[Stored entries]
+ + +

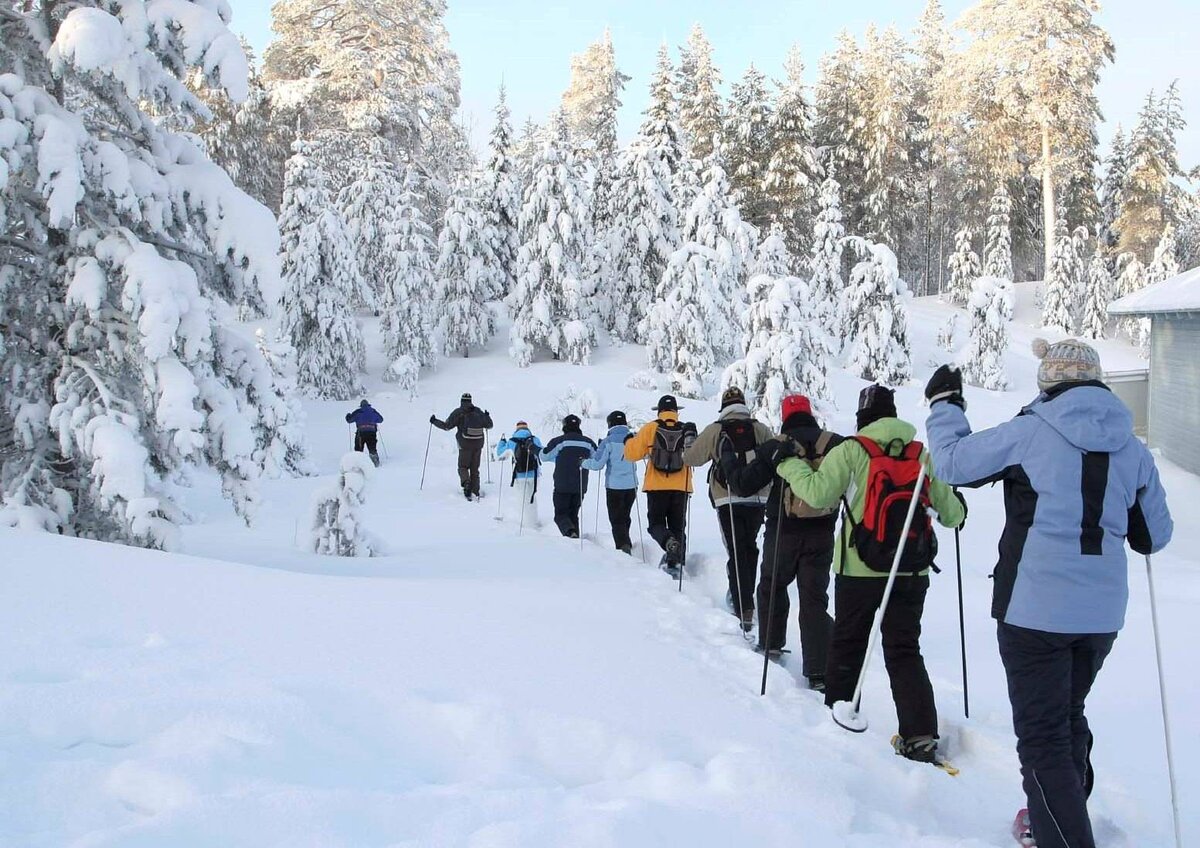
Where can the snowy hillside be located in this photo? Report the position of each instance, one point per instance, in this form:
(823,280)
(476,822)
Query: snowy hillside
(481,687)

+ + +

INSTRUCTION:
Repeat the records above exactly, leaving out any pictures they contain.

FINISHED ANSWER:
Where can the snowy hillside be located in this photo? Report the position of each instance, one point per instance, in this form:
(823,280)
(476,822)
Query: snowy hillside
(481,687)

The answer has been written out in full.